**Work instructions**
From the bankruptcy opinion excerpt, return everything from "In a decision" down to "Debtor at the time of the transfer.", copied word for word.

**Excerpted text**
In a decision more similar to this case, the court in In re Simione, 229 B.R. 329 (Bankr.W.D.Pa.1999), held that future services not yet performed did not constitute reasonably equivalent value at the time of the transfer. Id. at 336. Thalheimer's waiver of bringing a future claim against Debtor did not provide reasonably equivalent value to Debtor because Thalheimer did not have a claim already filed against Debtor at the time of the transfer.

2. Debtor Can Avoid The Underlying Obligation To Pay Thalheimer's Severance Pursuant To The Settlement Agreement
The question remains whether a trustee or debtor is permitted to avoid not only a transfer, but also the underlying obligation. In the All-Type decision, the trustee sought to recover health insurance payments made four years prior to the debtor's bankruptcy filing pursuant to Connecticut's state avoidance statutes and Sections 547 and 548 of the Code. All-Type, 274 B.R. at 319. The Court found that the trustee could not avoid a four-year-old health insurance obligation due to the "temporal limitations" of the Connecticut fraudulent transfer law. All-Type, 274 B.R. at 323. Similar to the Code, Connecticut law provides that a constructive fraudulent transfer can only be avoided if the claim existed either at the time of the transfer or when the obligation was incurred. Id. Since the underlying obligation was not avoidable by the Trustee, the payments made during the avoidance time frame represented payments on an antecedent debt, and were therefore made for reasonably equivalent value and could not be avoided. Id. at 325. Pivotal to the court's decision, however, was the fact that the trustee did not seek to avoid the incurrence of the underlying obligation, instead seeking to avoid the monthly transfer. In its ruling, the court held that "the underlying analysis would be different had the trustee also sought and obtained an avoidance of the incurring ... obligation. In that event the [p]ayments could no longer be supported by the value of debt satisfaction since no debt would exist." All-Type, 274 B.R. at 324.

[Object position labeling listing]
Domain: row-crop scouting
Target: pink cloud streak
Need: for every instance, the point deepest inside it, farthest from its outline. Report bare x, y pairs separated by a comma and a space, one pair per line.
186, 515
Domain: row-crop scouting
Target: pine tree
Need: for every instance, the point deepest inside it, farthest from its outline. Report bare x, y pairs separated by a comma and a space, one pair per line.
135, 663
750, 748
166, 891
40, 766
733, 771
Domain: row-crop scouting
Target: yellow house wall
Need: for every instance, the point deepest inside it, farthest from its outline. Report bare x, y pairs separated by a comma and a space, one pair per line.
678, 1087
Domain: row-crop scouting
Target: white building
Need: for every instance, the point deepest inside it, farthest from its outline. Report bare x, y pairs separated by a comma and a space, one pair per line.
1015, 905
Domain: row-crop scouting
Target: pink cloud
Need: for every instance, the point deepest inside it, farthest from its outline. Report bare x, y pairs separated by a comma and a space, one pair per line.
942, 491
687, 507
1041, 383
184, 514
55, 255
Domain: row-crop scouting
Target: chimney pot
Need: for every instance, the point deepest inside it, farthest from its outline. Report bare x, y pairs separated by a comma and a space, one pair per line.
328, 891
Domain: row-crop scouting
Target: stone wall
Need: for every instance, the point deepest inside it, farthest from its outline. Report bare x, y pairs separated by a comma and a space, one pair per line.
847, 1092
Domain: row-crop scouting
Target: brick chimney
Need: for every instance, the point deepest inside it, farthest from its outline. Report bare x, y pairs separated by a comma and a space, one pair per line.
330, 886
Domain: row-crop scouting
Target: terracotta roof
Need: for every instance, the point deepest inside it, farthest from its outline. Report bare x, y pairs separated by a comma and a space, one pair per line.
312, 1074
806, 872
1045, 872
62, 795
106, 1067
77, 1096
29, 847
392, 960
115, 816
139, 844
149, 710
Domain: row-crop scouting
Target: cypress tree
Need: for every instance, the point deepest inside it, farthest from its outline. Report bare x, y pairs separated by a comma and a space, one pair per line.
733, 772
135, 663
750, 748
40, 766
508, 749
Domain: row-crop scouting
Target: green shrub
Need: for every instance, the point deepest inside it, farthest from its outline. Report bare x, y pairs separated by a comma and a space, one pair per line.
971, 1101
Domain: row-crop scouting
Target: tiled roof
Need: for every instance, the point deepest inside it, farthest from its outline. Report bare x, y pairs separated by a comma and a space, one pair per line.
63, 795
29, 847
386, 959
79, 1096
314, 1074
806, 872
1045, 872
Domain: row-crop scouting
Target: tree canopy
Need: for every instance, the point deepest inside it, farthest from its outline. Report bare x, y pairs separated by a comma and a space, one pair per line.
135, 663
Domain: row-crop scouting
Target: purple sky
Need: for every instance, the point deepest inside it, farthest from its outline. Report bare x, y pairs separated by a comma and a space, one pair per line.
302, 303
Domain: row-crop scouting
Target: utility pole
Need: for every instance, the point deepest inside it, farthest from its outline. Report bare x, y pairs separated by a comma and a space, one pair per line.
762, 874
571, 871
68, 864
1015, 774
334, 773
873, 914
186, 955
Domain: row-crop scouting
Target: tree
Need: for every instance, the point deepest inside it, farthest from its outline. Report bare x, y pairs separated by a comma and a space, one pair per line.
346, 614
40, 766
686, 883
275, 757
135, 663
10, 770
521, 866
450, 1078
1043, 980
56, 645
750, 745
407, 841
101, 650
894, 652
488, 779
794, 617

--

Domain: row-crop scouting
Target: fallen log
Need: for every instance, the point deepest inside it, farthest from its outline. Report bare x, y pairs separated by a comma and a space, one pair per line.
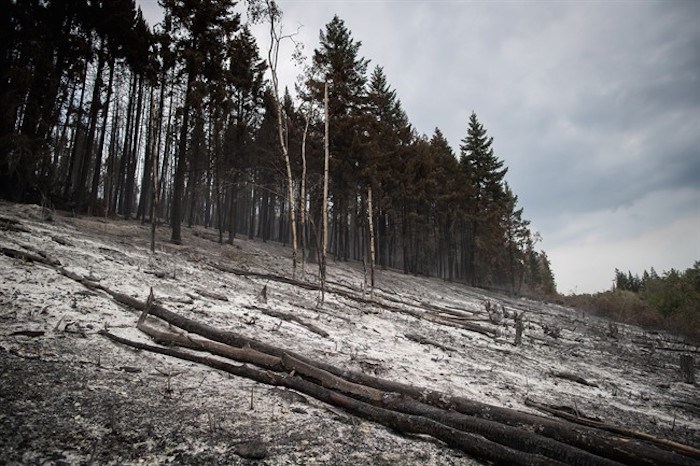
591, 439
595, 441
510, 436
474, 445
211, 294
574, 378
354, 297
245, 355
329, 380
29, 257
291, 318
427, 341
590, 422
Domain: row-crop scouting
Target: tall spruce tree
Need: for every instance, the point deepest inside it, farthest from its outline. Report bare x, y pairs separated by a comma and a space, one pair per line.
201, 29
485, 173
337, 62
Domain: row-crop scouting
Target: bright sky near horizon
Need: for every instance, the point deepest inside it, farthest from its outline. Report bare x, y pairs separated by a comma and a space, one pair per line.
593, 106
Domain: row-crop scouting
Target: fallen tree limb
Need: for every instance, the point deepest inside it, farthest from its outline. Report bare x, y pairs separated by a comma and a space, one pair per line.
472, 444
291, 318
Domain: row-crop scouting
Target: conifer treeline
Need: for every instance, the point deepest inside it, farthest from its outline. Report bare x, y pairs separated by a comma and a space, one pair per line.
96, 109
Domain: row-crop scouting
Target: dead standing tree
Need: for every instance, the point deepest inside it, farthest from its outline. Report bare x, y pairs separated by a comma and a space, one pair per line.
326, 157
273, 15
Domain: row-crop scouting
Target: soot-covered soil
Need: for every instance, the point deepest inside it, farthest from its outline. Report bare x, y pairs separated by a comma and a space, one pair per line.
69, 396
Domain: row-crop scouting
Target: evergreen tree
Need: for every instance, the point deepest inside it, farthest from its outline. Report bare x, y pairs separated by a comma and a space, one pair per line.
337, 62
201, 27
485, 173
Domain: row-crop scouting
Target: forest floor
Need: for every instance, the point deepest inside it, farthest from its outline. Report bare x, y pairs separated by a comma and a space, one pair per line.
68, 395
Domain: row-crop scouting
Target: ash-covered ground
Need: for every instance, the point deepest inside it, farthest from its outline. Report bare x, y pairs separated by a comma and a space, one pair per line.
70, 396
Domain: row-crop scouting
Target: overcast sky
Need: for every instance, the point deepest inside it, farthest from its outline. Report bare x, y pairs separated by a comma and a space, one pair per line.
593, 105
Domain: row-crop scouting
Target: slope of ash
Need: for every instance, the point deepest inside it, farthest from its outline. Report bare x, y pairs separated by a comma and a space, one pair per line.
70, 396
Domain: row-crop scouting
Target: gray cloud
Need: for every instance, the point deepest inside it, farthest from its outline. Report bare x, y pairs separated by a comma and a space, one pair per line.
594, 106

* * *

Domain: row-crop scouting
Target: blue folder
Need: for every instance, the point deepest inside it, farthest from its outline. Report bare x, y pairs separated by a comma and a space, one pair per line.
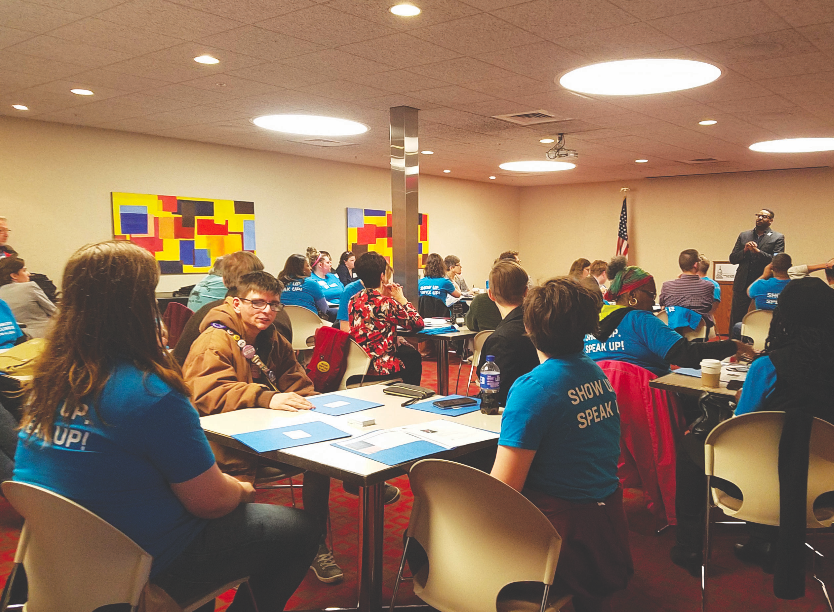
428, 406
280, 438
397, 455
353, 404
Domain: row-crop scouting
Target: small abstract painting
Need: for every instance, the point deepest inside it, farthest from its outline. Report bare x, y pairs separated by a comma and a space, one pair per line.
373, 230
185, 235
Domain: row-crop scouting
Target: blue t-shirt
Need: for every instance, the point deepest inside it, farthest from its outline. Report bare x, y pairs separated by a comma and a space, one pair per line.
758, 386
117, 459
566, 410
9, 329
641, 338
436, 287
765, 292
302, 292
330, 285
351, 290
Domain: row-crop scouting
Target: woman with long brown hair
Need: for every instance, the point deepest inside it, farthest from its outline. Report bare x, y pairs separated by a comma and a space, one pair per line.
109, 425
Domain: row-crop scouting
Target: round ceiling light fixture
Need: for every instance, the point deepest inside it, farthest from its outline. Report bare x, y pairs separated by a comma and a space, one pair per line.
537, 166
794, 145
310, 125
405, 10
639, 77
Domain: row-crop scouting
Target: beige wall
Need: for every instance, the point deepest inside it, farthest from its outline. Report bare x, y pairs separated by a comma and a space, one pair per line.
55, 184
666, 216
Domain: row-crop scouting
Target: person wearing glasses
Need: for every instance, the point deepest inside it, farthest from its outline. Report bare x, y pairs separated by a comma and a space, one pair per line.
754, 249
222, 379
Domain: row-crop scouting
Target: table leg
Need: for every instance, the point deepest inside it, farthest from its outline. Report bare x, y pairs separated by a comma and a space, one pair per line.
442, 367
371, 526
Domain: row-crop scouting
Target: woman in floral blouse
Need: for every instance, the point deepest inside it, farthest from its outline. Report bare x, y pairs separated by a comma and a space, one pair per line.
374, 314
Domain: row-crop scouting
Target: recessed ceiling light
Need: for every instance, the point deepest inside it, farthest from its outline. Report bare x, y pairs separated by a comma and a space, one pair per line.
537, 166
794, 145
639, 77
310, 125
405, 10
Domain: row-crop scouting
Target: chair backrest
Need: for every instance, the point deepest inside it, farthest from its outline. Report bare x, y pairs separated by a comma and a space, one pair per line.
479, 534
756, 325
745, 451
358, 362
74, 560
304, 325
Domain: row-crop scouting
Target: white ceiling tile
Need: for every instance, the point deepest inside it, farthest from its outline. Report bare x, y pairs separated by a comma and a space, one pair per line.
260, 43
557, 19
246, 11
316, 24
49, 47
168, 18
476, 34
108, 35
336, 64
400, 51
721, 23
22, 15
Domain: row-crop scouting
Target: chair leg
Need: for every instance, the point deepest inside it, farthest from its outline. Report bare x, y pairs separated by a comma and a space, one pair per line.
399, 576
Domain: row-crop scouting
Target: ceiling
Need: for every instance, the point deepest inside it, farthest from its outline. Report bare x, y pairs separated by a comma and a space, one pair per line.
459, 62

**Written response**
In a decision more similar to this case, the court in In re Simione, 229 B.R. 329 (Bankr.W.D.Pa.1999), held that future services not yet performed did not constitute reasonably equivalent value at the time of the transfer. Id. at 336. Thalheimer's waiver of bringing a future claim against Debtor did not provide reasonably equivalent value to Debtor because Thalheimer did not have a claim already filed against Debtor at the time of the transfer.